[Stored records]

——————

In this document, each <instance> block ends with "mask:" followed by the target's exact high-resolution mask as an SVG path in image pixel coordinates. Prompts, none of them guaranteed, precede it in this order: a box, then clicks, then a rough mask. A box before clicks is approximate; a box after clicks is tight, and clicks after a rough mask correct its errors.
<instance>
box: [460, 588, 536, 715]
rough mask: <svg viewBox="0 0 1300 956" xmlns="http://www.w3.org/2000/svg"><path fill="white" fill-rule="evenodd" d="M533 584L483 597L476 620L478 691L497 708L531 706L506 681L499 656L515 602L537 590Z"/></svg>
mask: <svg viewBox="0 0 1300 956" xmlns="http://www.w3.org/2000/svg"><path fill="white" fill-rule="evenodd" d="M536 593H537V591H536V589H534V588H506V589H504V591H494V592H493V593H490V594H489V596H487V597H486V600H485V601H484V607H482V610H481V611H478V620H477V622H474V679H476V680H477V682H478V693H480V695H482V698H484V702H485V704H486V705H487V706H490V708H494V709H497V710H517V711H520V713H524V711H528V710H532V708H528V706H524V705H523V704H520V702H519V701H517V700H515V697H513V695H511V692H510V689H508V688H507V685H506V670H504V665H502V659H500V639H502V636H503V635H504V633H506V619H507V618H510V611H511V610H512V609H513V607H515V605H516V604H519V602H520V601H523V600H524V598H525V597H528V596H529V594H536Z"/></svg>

——————

#### WORK TASK:
Considering only the records above, state the number of lines that include the word "instance", with nothing added.

#### OUTPUT FOR THIS TASK:
2